> **Aim**
Would you quote the material below in full and unchanged?

> **Provided records**
------

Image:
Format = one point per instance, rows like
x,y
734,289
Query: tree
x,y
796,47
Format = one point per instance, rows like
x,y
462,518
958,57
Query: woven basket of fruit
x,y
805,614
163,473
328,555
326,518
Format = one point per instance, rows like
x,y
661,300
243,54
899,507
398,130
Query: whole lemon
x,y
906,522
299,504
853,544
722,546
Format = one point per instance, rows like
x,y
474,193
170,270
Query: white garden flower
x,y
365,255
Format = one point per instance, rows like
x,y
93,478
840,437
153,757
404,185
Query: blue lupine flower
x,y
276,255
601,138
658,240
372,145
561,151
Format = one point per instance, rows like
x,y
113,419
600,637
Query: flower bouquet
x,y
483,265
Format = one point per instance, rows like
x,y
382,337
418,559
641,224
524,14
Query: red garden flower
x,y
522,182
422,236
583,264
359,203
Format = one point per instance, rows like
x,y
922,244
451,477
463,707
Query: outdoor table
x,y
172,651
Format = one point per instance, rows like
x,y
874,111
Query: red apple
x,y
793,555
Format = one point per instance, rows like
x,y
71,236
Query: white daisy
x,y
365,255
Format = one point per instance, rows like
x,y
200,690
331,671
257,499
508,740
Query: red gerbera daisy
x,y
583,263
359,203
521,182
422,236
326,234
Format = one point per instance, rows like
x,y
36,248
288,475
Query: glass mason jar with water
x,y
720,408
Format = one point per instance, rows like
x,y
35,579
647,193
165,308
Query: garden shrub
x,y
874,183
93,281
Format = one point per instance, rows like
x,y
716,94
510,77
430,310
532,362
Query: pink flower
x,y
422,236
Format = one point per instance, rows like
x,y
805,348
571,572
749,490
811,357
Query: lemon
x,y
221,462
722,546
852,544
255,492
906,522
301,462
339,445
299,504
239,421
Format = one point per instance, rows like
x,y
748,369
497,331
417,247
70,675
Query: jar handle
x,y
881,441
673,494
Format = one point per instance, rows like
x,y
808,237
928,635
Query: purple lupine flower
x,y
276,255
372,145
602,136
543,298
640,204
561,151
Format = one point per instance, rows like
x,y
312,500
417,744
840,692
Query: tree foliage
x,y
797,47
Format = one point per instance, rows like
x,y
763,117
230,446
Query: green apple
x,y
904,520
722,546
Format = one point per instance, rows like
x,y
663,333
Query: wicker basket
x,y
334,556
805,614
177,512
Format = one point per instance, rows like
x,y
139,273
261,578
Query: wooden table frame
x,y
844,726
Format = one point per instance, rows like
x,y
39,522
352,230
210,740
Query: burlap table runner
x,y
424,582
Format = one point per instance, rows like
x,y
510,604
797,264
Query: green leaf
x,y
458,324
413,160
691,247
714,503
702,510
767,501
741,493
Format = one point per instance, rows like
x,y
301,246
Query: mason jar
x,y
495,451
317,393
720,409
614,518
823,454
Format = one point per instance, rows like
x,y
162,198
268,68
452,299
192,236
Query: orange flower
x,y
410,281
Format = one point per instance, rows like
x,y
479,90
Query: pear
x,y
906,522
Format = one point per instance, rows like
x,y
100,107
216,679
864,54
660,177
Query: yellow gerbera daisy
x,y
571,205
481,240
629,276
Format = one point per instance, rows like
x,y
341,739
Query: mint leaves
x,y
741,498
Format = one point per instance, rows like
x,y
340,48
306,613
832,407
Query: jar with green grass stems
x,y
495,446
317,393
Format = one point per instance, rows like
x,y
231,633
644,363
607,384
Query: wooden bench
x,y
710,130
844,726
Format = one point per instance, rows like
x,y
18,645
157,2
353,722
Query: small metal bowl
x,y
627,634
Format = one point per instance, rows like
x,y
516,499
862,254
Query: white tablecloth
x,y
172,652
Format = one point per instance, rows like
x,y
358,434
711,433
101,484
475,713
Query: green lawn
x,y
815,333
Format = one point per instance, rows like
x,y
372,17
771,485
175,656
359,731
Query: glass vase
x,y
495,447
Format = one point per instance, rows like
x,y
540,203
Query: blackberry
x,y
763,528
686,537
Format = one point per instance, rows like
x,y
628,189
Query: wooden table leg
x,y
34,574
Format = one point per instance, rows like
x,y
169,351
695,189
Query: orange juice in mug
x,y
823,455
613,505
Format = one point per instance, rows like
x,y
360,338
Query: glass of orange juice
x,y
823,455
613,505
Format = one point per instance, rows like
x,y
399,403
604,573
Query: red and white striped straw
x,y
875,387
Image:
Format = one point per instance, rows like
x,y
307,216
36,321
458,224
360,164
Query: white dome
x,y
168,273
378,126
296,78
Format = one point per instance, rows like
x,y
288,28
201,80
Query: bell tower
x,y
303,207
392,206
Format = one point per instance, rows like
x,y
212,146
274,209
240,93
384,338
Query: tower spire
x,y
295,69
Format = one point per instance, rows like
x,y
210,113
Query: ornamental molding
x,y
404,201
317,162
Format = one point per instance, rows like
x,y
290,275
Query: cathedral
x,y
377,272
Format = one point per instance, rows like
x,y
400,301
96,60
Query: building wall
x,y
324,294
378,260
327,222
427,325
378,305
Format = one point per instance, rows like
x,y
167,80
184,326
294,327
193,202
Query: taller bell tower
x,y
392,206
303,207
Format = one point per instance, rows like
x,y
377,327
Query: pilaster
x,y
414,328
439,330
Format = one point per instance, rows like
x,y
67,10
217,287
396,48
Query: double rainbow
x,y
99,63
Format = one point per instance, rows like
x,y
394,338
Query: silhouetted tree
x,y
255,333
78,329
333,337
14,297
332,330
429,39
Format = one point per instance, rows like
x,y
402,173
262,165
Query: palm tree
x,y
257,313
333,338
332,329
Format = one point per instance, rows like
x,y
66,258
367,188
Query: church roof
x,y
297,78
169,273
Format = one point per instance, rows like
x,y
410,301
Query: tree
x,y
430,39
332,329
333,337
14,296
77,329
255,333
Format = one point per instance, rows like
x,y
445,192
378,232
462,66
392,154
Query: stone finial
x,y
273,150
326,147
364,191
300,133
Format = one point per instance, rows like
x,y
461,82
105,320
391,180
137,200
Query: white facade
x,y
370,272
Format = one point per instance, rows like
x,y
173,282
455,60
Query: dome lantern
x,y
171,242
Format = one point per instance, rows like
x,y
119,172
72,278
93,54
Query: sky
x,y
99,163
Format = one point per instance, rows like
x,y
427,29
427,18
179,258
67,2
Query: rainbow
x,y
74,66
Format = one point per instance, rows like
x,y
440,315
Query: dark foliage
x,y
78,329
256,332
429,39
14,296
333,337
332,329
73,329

------

> **Written solution**
Image:
Format = one point per instance, rows like
x,y
734,289
Query: tree
x,y
796,47
Format = one point per instance, rows like
x,y
462,518
958,57
Query: woven basket of fruit
x,y
805,614
163,473
328,555
326,518
Format = one point per instance, rows like
x,y
661,300
243,54
899,507
398,130
Query: whole lemon
x,y
906,522
299,504
853,544
722,546
Format = one point per instance, rows like
x,y
474,193
170,270
Query: white garden flower
x,y
365,255
Format = one point per instance, rows like
x,y
93,478
840,437
153,757
404,185
Query: blue lupine flower
x,y
276,255
601,138
658,240
372,145
561,151
Format = one point per instance, rows like
x,y
113,419
600,637
Query: flower bouquet
x,y
483,265
Format = one point per instance, rows like
x,y
382,337
418,559
641,224
524,14
Query: red garden flower
x,y
522,182
422,236
583,264
359,203
Format = one point per instance, rows like
x,y
922,244
451,477
463,707
Query: outdoor table
x,y
172,651
Format = one point per instance, rows like
x,y
874,111
Query: red apple
x,y
793,555
Format = one point per instance, rows like
x,y
71,236
Query: white daisy
x,y
365,255
Format = one point per instance, rows like
x,y
200,690
331,671
257,499
508,740
Query: red gerbera daisy
x,y
583,263
359,203
521,182
422,236
326,234
Format = one point per instance, rows like
x,y
36,248
288,475
Query: glass mason jar with water
x,y
720,408
Format = one point per instance, rows like
x,y
35,579
647,193
165,308
Query: garden shrub
x,y
874,183
93,281
Format = one point per instance, rows like
x,y
716,94
510,77
430,310
532,362
Query: pink flower
x,y
422,236
Format = one point per instance, rows like
x,y
805,348
571,572
749,490
811,357
Query: lemon
x,y
221,462
722,546
852,544
255,492
906,522
301,462
339,445
299,504
239,421
Format = one point per instance, rows like
x,y
748,369
497,331
417,247
70,675
Query: jar handle
x,y
881,441
673,494
Format = one point per instance, rows like
x,y
808,237
928,635
Query: purple lupine flower
x,y
276,255
372,145
602,136
543,298
640,204
561,151
Format = one point per instance, rows like
x,y
312,500
417,744
840,692
Query: tree foliage
x,y
797,47
Format = one point per instance, rows like
x,y
763,117
230,446
Query: green apple
x,y
904,520
722,546
Format = one point per instance, rows like
x,y
663,333
Query: wicker basket
x,y
334,556
805,614
177,512
Format = one point per instance, rows like
x,y
139,273
261,578
Query: wooden table frame
x,y
844,726
Format = one point per instance, rows like
x,y
39,522
352,230
210,740
Query: burlap table runner
x,y
424,582
Format = one point per instance, rows like
x,y
510,604
797,264
Query: green leaf
x,y
458,324
413,160
691,247
714,503
702,510
767,501
741,493
Format = one point per instance, rows like
x,y
301,246
Query: mason jar
x,y
495,451
317,393
720,409
614,518
823,454
Format = one point per instance, rows like
x,y
162,198
268,68
452,299
192,236
Query: orange flower
x,y
410,281
Format = one point per instance, rows like
x,y
479,90
Query: pear
x,y
906,522
Format = one point per instance, rows like
x,y
100,107
216,679
864,54
660,177
Query: yellow gerbera daisy
x,y
571,205
481,240
629,276
Format = one point per instance, rows like
x,y
341,739
Query: mint leaves
x,y
741,498
Format = one point per instance, rows like
x,y
340,48
306,613
832,407
Query: jar with green grass stems
x,y
495,446
317,393
Format = one point per instance, rows like
x,y
231,633
644,363
607,384
Query: wooden bench
x,y
710,130
844,726
Format = one point per instance, rows like
x,y
18,645
157,2
353,722
Query: small metal bowl
x,y
627,634
Format = one point per instance, rows like
x,y
516,499
862,254
Query: white tablecloth
x,y
172,652
Format = one point per instance, rows like
x,y
358,434
711,433
101,484
475,713
Query: green lawn
x,y
815,333
Format = one point per instance, rows like
x,y
372,17
771,485
175,656
359,731
Query: glass vase
x,y
495,447
Format = one point per instance, rows like
x,y
540,203
Query: blackberry
x,y
763,528
686,537
Format = one point per instance, rows like
x,y
628,189
Query: wooden table leg
x,y
34,574
Format = one point per instance, rows like
x,y
169,351
695,189
Query: orange juice in mug
x,y
823,455
613,505
Format = one point per instance, rows like
x,y
360,338
Query: glass of orange juice
x,y
823,455
613,505
Format = one point per instance, rows like
x,y
399,403
604,573
Query: red and white striped straw
x,y
875,387
Image:
Format = one point per instance, rows like
x,y
307,216
36,321
458,224
360,164
Query: white dome
x,y
168,273
378,126
296,78
Format = one point per instance, rows like
x,y
288,28
201,80
Query: bell tower
x,y
303,207
392,206
Format = one point per instance, rows like
x,y
212,146
274,209
240,93
384,338
Query: tower spire
x,y
295,69
Format = one point per instance, rows like
x,y
210,113
Query: ornamental molding
x,y
404,201
317,162
Format = one point per instance, rows like
x,y
290,275
Query: cathedral
x,y
377,272
Format = one point per instance, rows like
x,y
400,301
96,60
Query: building wall
x,y
324,294
378,260
327,222
427,325
378,305
Format = one point per instance, rows like
x,y
167,80
184,326
294,327
193,202
Query: taller bell tower
x,y
392,206
303,207
Format = one point per instance, rows like
x,y
377,327
Query: pilaster
x,y
414,328
439,330
Format = one point per instance, rows like
x,y
67,10
217,287
396,48
Query: double rainbow
x,y
99,63
Format = one point per instance, rows like
x,y
394,338
Query: silhouetted tree
x,y
255,333
78,329
333,337
14,297
332,330
429,39
Format = one point per instance, rows like
x,y
402,173
262,165
Query: palm tree
x,y
257,313
333,338
332,329
Format = one point per instance, rows like
x,y
66,258
367,188
Query: church roof
x,y
297,78
169,273
Format = one point per instance, rows like
x,y
410,301
Query: tree
x,y
430,39
332,329
333,337
14,296
77,329
255,333
Format = one point per instance, rows like
x,y
445,192
378,232
462,66
392,154
Query: stone finial
x,y
273,150
326,147
364,191
300,133
Format = one point per instance, rows like
x,y
461,82
105,320
391,180
137,200
Query: white facade
x,y
370,272
Format = one point per instance, rows like
x,y
173,282
455,60
Query: dome lantern
x,y
171,242
Format = one point per instance, rows like
x,y
119,172
72,278
93,54
Query: sky
x,y
99,163
Format = one point per instance, rows like
x,y
427,29
427,18
179,258
67,2
Query: rainbow
x,y
74,66
Format = one point per instance, rows like
x,y
440,315
Query: dark foliage
x,y
78,329
256,332
429,39
14,296
333,337
332,329
73,329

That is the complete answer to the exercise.